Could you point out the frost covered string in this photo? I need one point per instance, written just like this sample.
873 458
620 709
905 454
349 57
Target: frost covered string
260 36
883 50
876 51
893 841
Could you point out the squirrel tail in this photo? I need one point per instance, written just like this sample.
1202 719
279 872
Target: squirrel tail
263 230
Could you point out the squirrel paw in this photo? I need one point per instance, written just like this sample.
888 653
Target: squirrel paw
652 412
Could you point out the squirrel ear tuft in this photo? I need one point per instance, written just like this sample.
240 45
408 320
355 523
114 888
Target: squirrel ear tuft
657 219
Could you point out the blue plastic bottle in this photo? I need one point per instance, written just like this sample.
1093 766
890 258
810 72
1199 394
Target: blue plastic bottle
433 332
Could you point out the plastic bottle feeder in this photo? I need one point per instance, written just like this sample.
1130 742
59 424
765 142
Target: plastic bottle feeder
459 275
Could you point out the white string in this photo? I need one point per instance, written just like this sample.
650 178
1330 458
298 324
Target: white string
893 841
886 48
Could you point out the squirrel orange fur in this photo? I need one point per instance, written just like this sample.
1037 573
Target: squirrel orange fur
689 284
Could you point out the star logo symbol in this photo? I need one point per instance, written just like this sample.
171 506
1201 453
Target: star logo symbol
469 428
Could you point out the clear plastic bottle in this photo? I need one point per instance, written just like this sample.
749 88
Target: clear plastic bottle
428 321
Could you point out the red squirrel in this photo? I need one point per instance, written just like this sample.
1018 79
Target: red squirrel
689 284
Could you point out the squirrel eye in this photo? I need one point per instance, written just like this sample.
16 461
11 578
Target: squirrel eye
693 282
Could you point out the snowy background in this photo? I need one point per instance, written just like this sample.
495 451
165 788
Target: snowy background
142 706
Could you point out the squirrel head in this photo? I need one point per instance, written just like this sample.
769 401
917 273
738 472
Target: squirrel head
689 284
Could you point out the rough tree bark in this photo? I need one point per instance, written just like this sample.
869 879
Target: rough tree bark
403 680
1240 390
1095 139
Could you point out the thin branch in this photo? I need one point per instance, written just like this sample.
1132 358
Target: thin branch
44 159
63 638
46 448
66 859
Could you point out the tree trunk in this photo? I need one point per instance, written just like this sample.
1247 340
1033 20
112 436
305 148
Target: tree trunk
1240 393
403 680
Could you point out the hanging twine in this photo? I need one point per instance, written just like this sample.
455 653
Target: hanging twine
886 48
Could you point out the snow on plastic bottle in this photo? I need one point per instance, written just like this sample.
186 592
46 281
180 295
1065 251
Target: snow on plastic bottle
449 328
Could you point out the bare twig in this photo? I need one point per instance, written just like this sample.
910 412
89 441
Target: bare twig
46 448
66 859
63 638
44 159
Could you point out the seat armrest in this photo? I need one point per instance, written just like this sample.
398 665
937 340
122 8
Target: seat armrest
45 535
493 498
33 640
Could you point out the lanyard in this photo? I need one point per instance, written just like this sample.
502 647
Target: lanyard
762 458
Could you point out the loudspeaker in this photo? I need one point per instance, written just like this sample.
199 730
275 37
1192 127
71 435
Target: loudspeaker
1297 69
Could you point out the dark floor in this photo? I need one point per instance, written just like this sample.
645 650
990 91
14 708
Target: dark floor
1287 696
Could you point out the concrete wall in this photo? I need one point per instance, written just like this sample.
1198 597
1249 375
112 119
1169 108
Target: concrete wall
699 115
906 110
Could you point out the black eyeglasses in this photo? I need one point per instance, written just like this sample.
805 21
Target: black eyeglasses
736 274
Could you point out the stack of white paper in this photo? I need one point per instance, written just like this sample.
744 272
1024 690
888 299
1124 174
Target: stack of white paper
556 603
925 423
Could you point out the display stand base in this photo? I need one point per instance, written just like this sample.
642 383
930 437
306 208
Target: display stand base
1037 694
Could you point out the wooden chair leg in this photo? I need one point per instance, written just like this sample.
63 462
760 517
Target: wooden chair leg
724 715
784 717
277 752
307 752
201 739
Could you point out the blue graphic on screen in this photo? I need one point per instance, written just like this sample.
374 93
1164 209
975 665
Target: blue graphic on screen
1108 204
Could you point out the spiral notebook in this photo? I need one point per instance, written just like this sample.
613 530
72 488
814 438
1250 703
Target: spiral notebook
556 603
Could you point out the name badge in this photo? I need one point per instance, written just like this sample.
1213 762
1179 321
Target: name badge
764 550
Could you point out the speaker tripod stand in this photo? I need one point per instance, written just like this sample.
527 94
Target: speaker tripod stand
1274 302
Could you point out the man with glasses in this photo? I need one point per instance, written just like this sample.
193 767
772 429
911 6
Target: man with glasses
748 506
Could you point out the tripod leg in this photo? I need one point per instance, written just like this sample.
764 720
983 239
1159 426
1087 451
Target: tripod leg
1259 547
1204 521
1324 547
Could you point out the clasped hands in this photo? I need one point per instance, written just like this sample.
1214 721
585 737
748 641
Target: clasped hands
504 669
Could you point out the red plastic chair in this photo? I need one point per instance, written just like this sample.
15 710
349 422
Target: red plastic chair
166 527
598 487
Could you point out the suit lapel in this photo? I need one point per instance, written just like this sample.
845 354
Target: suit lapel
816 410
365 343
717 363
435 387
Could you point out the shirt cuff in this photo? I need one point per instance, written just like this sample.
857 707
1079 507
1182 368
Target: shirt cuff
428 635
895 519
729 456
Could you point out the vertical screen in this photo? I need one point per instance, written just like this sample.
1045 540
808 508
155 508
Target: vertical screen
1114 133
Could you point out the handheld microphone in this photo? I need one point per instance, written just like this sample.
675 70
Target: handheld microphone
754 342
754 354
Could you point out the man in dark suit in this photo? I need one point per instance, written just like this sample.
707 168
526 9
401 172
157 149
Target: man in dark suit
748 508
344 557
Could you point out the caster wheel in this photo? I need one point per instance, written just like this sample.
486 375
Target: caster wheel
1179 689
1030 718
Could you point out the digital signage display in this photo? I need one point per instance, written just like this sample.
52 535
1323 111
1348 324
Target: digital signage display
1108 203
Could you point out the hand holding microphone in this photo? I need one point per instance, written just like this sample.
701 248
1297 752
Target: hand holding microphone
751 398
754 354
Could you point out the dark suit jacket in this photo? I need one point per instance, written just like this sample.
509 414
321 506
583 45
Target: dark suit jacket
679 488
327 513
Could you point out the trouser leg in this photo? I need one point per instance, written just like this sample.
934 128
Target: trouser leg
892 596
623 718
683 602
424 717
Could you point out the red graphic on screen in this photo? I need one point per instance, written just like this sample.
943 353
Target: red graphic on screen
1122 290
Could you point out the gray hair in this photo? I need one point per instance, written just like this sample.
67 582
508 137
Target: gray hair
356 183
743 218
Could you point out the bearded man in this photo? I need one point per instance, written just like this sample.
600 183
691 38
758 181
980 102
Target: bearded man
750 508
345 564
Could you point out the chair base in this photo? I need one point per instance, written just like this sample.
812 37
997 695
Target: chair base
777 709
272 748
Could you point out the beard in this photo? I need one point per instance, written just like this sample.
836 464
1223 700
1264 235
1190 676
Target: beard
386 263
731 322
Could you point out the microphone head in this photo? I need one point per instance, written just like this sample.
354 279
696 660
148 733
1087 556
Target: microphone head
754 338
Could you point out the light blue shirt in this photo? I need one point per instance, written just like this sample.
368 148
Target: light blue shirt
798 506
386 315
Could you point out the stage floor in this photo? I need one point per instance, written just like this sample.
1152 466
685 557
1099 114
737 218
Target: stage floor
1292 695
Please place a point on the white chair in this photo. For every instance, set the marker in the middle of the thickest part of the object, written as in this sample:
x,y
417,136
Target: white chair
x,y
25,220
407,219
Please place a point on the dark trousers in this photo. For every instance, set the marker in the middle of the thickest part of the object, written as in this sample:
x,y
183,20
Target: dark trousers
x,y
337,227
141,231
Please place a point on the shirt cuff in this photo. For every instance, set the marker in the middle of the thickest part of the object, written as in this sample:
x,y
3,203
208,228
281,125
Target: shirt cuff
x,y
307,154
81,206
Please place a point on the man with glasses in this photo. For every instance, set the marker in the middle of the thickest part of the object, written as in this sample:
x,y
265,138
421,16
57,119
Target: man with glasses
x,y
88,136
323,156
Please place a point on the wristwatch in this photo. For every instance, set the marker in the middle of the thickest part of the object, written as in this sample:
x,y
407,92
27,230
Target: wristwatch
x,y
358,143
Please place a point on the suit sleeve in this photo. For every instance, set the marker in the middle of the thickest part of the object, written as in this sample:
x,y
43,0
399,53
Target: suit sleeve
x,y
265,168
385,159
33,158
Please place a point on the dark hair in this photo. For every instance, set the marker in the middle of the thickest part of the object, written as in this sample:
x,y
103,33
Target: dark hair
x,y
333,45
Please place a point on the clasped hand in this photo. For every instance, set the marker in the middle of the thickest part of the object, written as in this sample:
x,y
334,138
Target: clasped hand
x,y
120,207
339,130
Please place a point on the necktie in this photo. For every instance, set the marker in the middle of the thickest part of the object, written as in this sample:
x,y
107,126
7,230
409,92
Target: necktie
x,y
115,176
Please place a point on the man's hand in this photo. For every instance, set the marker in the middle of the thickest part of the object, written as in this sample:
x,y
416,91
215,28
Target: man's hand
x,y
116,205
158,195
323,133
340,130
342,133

※

- _TASK INSTRUCTIONS_:
Could you quote, exactly as they appear, the line containing "Please place a point on the dark trousers" and every line after it to the end of the records above?

- _EXERCISE OUTPUT_:
Please place a point on the dark trousers in this photo. For every instance, set the marker in the middle of the thickest part of the object, written as in this sample:
x,y
183,20
Target: dark trousers
x,y
337,227
141,231
Please place a point on the shirt cuff in this photo. For every instance, set the marker in the middle of the thickest part of the object, written as in this sample:
x,y
3,203
208,228
281,125
Target: shirt cuff
x,y
307,154
81,206
Please place a point on the man with glasses in this photo. For every instance, set the marker in the middle of the thickest part of the object, written as in this sample:
x,y
265,138
421,16
57,119
Target: man with glasses
x,y
88,136
323,156
Please place a point on the wristwatch in this photo. For every instance, set the marker in the middle of the thickest part of the object, written as in this sample:
x,y
407,92
27,230
Target: wristwatch
x,y
358,143
Please place a point on the suit sleeve in this photo. For every instance, set the marker in the middle of the thickest part of the object, written as in this sample:
x,y
43,0
399,53
Target: suit sleeve
x,y
265,168
385,159
33,158
Please place a point on the dark hair in this photo. For every instance, set the marker in the middle of the thickest part of the object, written as in this sample:
x,y
103,33
Target: dark hair
x,y
333,45
Please place a point on the clasped hand in this photo. For every instance, set the marker in the middle of the thickest part of the object, written as in this sample:
x,y
334,138
Target: clasped hand
x,y
120,207
339,130
Please place a point on the necktie in this photo. For every instance, set the marker in the middle of the thickest part of the object, written as in this sample:
x,y
107,126
7,230
409,92
Target: necktie
x,y
115,176
Please place a point on the man's hand in this photo. For every instance, set the marker in the middle of the thickest part of the object, written as in this sample:
x,y
416,91
215,28
Target: man's hand
x,y
116,205
158,195
323,133
340,130
342,133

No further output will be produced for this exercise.